> What you will do: After locating "[tag] one dot per instance, sample [294,241]." in the listing below, copy that line and each one after it exactly, ending with the line that has "[tag] one dot per instance, sample [905,574].".

====== Recorded data ======

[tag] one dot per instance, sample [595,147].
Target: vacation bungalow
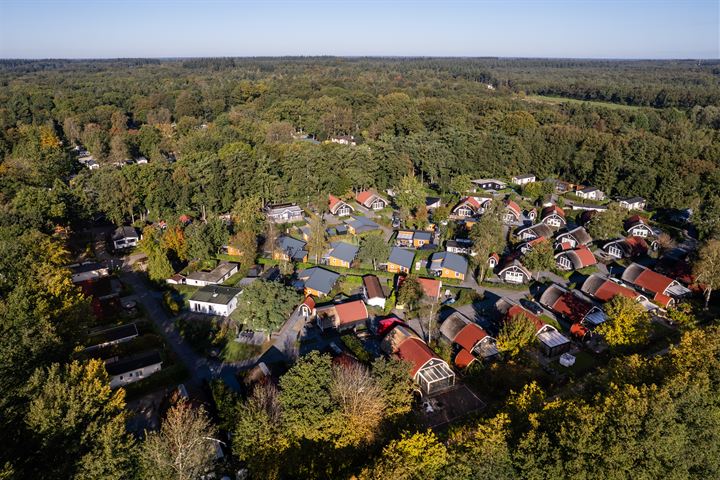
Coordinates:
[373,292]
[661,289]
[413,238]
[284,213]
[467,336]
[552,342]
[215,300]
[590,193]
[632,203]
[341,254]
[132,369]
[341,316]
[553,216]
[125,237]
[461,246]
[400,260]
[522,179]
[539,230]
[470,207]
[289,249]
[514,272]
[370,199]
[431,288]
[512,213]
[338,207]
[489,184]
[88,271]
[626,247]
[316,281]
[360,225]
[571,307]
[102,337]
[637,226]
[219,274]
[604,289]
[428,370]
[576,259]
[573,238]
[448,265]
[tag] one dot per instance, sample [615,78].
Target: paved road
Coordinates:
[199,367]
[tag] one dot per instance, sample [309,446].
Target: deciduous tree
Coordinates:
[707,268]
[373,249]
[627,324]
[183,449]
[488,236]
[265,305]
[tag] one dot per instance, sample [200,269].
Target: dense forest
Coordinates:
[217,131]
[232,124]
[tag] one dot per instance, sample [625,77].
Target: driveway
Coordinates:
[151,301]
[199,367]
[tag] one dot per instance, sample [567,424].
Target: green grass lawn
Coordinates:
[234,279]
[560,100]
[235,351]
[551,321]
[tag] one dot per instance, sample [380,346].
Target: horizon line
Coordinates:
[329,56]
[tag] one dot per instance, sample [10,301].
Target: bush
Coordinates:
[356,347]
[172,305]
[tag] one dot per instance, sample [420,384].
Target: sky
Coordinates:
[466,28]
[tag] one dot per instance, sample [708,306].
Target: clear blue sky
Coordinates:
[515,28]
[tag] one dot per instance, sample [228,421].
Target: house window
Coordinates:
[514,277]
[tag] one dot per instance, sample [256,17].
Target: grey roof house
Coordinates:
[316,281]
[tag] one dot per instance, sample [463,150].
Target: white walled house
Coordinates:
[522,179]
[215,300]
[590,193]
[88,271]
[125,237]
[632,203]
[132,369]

======
====== Recorded data ======

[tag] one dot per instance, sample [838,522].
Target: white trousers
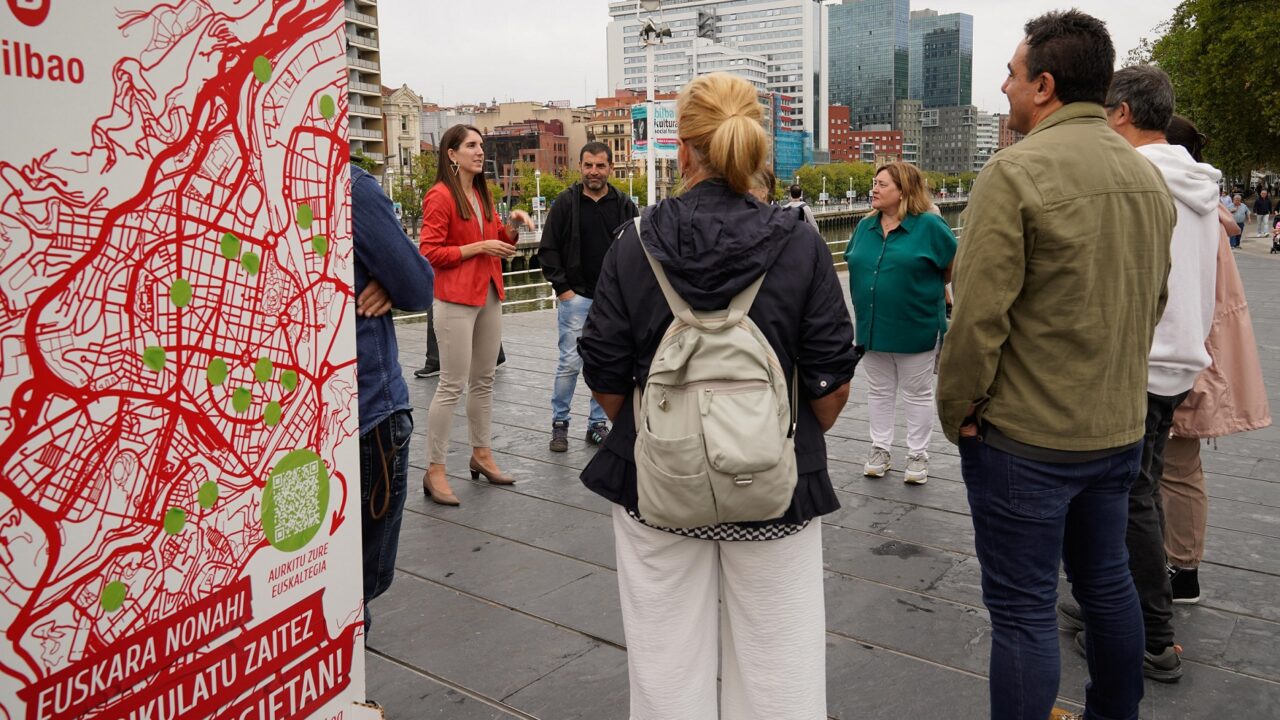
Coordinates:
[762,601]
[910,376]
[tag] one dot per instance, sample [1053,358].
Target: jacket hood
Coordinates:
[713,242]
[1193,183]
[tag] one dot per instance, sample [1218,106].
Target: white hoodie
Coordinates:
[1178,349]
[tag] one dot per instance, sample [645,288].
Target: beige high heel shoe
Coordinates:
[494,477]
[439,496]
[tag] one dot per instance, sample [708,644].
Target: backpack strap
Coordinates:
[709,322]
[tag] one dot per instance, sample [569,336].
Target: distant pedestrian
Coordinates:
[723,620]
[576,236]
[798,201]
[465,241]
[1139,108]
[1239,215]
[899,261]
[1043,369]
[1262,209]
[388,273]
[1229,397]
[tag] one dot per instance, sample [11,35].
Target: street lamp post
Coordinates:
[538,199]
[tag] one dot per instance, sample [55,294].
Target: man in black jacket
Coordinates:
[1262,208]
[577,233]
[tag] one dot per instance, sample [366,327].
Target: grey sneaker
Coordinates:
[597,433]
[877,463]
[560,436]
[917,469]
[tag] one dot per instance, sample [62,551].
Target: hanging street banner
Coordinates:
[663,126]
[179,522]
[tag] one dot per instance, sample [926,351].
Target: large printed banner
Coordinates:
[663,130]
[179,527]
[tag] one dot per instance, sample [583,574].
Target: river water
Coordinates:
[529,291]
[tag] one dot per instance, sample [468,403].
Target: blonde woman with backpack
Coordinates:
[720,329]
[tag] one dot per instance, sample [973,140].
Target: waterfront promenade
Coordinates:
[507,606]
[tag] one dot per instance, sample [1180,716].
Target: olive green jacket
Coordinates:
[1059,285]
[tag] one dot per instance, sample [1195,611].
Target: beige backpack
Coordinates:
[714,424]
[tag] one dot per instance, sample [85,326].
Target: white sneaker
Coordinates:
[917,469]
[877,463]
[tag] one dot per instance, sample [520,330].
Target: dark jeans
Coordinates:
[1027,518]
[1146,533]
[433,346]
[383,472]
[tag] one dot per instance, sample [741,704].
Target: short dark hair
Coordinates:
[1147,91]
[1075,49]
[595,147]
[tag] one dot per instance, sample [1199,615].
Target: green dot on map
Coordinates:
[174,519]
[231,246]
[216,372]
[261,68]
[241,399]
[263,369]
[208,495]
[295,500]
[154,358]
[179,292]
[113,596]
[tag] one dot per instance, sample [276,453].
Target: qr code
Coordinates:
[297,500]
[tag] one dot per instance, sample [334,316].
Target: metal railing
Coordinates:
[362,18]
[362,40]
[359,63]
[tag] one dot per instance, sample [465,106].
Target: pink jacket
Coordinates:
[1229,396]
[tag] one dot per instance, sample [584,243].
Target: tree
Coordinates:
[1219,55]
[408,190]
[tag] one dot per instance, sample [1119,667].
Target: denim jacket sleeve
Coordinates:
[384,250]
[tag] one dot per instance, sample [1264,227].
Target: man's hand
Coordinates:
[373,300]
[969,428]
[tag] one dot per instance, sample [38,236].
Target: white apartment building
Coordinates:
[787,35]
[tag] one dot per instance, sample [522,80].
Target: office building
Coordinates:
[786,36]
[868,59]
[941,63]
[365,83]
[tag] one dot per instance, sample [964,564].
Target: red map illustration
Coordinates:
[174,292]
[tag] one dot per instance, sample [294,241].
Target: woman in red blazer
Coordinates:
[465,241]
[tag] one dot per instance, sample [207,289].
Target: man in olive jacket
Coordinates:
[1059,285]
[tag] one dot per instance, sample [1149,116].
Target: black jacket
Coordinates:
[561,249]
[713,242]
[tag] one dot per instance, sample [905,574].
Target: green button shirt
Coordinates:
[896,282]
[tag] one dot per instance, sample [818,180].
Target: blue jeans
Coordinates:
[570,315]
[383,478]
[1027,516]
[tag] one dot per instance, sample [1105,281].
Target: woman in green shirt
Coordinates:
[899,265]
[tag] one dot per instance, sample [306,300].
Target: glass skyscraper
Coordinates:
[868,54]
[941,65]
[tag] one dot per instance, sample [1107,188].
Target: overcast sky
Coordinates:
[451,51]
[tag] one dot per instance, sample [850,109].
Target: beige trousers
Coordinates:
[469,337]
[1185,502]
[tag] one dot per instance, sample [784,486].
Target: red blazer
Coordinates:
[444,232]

======

> Reply:
[tag] one dot per instance, sample [294,241].
Target: woman in red blazer
Coordinates:
[465,241]
[tag] one dot per instance, sample [207,289].
Target: man in olive jacket
Coordinates:
[1059,285]
[tag] one dot per instance, sample [1149,116].
Target: black jacket
Coordinates:
[561,249]
[713,242]
[tag] one dot per instance, sample [905,574].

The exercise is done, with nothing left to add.